PROBLEM DETAILS: Rewrite the records below, replacing every occurrence of "disc" with "circle" and leaving all other text unchanged.

╔══

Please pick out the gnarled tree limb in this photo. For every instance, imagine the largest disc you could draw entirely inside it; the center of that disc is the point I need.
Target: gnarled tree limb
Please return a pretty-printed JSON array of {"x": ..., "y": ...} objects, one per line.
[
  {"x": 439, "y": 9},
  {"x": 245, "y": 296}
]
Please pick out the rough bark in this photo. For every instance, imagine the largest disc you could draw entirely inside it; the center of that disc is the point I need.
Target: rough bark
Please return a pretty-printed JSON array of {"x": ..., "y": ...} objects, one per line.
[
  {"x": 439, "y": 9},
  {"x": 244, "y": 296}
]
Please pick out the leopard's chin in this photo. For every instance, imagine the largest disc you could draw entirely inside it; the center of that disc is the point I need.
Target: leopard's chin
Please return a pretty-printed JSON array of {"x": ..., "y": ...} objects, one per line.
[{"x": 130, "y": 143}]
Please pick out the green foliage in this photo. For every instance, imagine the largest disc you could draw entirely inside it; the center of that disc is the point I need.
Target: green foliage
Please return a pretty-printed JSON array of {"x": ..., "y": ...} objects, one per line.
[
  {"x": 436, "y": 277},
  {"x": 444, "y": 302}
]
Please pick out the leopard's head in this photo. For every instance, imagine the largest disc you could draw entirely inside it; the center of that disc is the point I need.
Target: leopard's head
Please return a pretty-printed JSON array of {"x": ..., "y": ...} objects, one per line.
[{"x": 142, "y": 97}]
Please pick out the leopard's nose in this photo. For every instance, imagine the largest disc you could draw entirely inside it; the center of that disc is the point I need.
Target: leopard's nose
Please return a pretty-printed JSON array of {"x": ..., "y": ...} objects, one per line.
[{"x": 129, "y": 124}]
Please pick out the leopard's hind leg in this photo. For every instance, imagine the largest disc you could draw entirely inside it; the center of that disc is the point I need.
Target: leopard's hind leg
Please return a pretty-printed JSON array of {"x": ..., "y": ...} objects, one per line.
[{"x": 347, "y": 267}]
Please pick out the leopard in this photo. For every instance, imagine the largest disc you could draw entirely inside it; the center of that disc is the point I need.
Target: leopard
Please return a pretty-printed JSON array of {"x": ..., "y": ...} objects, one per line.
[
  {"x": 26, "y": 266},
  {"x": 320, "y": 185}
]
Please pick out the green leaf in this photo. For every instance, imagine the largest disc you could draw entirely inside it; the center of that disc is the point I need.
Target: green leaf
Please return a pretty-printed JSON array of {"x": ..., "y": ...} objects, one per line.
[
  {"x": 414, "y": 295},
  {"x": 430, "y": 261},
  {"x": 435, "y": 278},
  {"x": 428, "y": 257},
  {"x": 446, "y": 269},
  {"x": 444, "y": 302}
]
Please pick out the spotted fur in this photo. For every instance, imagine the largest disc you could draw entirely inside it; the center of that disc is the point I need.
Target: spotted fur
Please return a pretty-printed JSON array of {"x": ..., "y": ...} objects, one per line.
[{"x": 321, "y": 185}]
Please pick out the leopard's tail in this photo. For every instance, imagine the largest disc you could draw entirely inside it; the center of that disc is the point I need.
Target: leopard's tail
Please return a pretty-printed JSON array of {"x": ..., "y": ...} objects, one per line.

╚══

WRITTEN ANSWER:
Please pick out the gnarled tree limb in this photo. For every instance, imagine the largest circle you could draw entirely inside it; the center of that circle is the point I need.
Target: gnarled tree limb
Please return a pretty-printed JSON array of {"x": ..., "y": ...} objects, one per line.
[
  {"x": 439, "y": 9},
  {"x": 245, "y": 296}
]
Please pick out the rough bark in this photo. For every instance, imagine the largest circle you could draw entirely inside it; the center of that circle is the point I need.
Target: rough bark
Please return a pretty-printed JSON array of {"x": ..., "y": ...} objects, one per line.
[
  {"x": 439, "y": 9},
  {"x": 244, "y": 296}
]
Please pick out the leopard's chin in this photo. For every instance, imagine the largest circle you could draw entirely inside it; the center of that circle is the point I need.
Target: leopard's chin
Please return a pretty-printed JSON array of {"x": ..., "y": ...} objects, one per line.
[{"x": 130, "y": 143}]
Please pick out the green foliage in this photo. For every instance, imagine the largest circle you could draw entirely inside it; the center of that circle is the point I need.
Target: green foliage
Please return a pretty-printed JSON array of {"x": ..., "y": ...} objects, one per line.
[
  {"x": 436, "y": 277},
  {"x": 444, "y": 302}
]
Please pick out the leopard's head in this photo. For every instance, imagine the largest circle you could draw entirely inside it; the center of that circle is the point I need.
Target: leopard's head
Please return a pretty-printed JSON array of {"x": ..., "y": ...} objects, one per line.
[{"x": 142, "y": 97}]
Please pick out the leopard's nose in this photo. For every instance, imagine the largest circle you could draw entirely inside it; the center of that circle is the point I need.
Target: leopard's nose
Please return a pretty-printed JSON array of {"x": ..., "y": ...} objects, one per line.
[{"x": 129, "y": 124}]
Please pick out the leopard's hind leg in this photo. For every instance, imagine the largest circle you could draw entirely inside it; the center of that circle is the point I need.
Target: leopard's hind leg
Please return a pretty-printed JSON array of {"x": ..., "y": ...} objects, one per line.
[{"x": 347, "y": 267}]
Please pick out the leopard in this photo. For every instance, imagine the largest circle you could draw entirely inside it; the center of that circle is the point I need.
Target: leopard
Please return a pretty-printed JSON array of {"x": ..., "y": ...} objects, one per line.
[
  {"x": 26, "y": 266},
  {"x": 320, "y": 185}
]
Please pick out the green leaf in this photo. For every instance, imagine the largest circle you could draw entirely inside it; the center of that circle is the point I need.
Target: green leaf
Please return a pretty-printed JSON array of {"x": ..., "y": ...} objects, one per line.
[
  {"x": 414, "y": 295},
  {"x": 430, "y": 261},
  {"x": 435, "y": 278},
  {"x": 428, "y": 257},
  {"x": 446, "y": 269},
  {"x": 444, "y": 302}
]
Please pick out the spotted fur in this photo. For every instance, imagine the largest circle you could draw entirely inside it; the center of that circle is the point I need.
Target: spotted fur
Please return a pretty-printed JSON array of {"x": ..., "y": ...} objects, one per line.
[{"x": 321, "y": 185}]
Please pick out the leopard's tail in this photo. For every instance, imagine the largest circle you could draw entirely inside it; the center of that circle is the point I need.
Target: leopard's tail
Please return a pretty-printed JSON array of {"x": ..., "y": ...} objects, one per line.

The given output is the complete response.